:: Input data ::

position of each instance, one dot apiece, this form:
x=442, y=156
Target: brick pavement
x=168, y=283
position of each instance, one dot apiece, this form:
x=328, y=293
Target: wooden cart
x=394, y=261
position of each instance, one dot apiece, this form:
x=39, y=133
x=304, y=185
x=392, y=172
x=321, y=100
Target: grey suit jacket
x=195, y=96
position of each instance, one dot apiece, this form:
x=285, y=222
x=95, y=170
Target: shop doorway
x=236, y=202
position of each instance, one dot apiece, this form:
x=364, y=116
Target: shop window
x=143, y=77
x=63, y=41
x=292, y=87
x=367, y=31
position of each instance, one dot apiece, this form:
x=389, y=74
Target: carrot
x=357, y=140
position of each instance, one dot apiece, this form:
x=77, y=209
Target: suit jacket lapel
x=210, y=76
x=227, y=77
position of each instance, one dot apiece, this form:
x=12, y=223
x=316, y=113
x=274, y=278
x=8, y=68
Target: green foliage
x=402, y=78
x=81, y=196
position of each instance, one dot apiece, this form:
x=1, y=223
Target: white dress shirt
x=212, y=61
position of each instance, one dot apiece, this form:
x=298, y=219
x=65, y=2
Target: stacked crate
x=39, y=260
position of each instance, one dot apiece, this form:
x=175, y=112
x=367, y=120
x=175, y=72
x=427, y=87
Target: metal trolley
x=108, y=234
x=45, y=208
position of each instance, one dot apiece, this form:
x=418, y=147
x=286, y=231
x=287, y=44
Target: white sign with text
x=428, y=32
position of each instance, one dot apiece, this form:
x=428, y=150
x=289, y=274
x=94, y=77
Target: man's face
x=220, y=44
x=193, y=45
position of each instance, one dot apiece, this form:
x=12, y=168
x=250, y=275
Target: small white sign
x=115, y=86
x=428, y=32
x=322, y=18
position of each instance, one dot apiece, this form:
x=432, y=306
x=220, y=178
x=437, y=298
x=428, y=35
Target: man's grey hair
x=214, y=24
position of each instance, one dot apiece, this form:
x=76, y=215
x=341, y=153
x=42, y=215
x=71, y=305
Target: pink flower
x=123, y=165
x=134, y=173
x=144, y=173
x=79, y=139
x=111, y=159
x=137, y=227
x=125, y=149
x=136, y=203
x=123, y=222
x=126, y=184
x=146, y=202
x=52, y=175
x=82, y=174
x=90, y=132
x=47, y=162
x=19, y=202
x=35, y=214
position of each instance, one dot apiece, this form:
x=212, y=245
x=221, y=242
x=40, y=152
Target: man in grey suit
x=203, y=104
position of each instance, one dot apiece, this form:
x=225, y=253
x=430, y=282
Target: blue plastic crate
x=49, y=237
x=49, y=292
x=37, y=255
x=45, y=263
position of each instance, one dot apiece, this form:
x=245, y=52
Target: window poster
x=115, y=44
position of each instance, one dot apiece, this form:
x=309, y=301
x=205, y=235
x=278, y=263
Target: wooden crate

:::

- What is needed
An exact copy of all the entries above is what is needed.

- Response to this exercise
position of each instance, one dot apiece, this form:
x=442, y=156
Target: brick pavement
x=168, y=283
position of each instance, one dot apiece, this form:
x=328, y=293
Target: wooden cart
x=394, y=261
position of each instance, one dot apiece, this form:
x=39, y=133
x=304, y=185
x=392, y=172
x=321, y=100
Target: grey suit jacket
x=195, y=96
position of each instance, one dot apiece, this form:
x=285, y=222
x=95, y=170
Target: shop doorway
x=236, y=202
position of each instance, one dot apiece, this form:
x=364, y=116
Target: shop window
x=143, y=77
x=63, y=41
x=292, y=87
x=367, y=31
position of each instance, one dot apiece, this form:
x=389, y=74
Target: carrot
x=357, y=140
position of each instance, one dot apiece, this form:
x=77, y=209
Target: suit jacket lapel
x=210, y=76
x=227, y=77
position of each instance, one dot apiece, this form:
x=12, y=223
x=316, y=113
x=274, y=278
x=8, y=68
Target: green foliage
x=402, y=78
x=81, y=196
position of each instance, one dot apiece, this form:
x=1, y=223
Target: white dress shirt
x=212, y=61
position of each instance, one dot apiece, this form:
x=298, y=219
x=65, y=2
Target: stacked crate
x=39, y=260
position of each instance, one dot apiece, this form:
x=175, y=112
x=367, y=120
x=175, y=72
x=427, y=87
Target: metal trolley
x=108, y=234
x=45, y=208
position of each instance, one dot apiece, this form:
x=418, y=147
x=286, y=231
x=287, y=44
Target: white sign with text
x=428, y=32
position of each instance, one dot apiece, this form:
x=428, y=150
x=289, y=274
x=94, y=77
Target: man's face
x=220, y=44
x=193, y=45
position of each instance, one dot apiece, this form:
x=12, y=168
x=250, y=275
Target: small white sign
x=115, y=86
x=428, y=32
x=322, y=18
position of each instance, one dot apiece, this form:
x=432, y=306
x=220, y=178
x=437, y=298
x=428, y=35
Target: man's grey hair
x=214, y=24
position of each instance, one dot apiece, this form:
x=76, y=215
x=341, y=153
x=42, y=215
x=71, y=305
Target: pink flower
x=123, y=165
x=134, y=173
x=144, y=173
x=79, y=139
x=111, y=159
x=137, y=227
x=125, y=149
x=136, y=203
x=123, y=222
x=126, y=184
x=146, y=202
x=52, y=175
x=82, y=174
x=90, y=132
x=47, y=162
x=19, y=202
x=35, y=214
position of each instance, one dot apiece, this form:
x=212, y=245
x=221, y=242
x=40, y=152
Target: man in grey suit
x=203, y=104
position of each instance, one dot apiece, this form:
x=225, y=253
x=430, y=282
Target: blue plastic crate
x=49, y=237
x=49, y=292
x=37, y=255
x=45, y=263
position of each instance, one dot apiece, this form:
x=245, y=52
Target: window poster
x=115, y=44
position of each instance, one dot apiece, this form:
x=309, y=301
x=205, y=235
x=278, y=263
Target: wooden crate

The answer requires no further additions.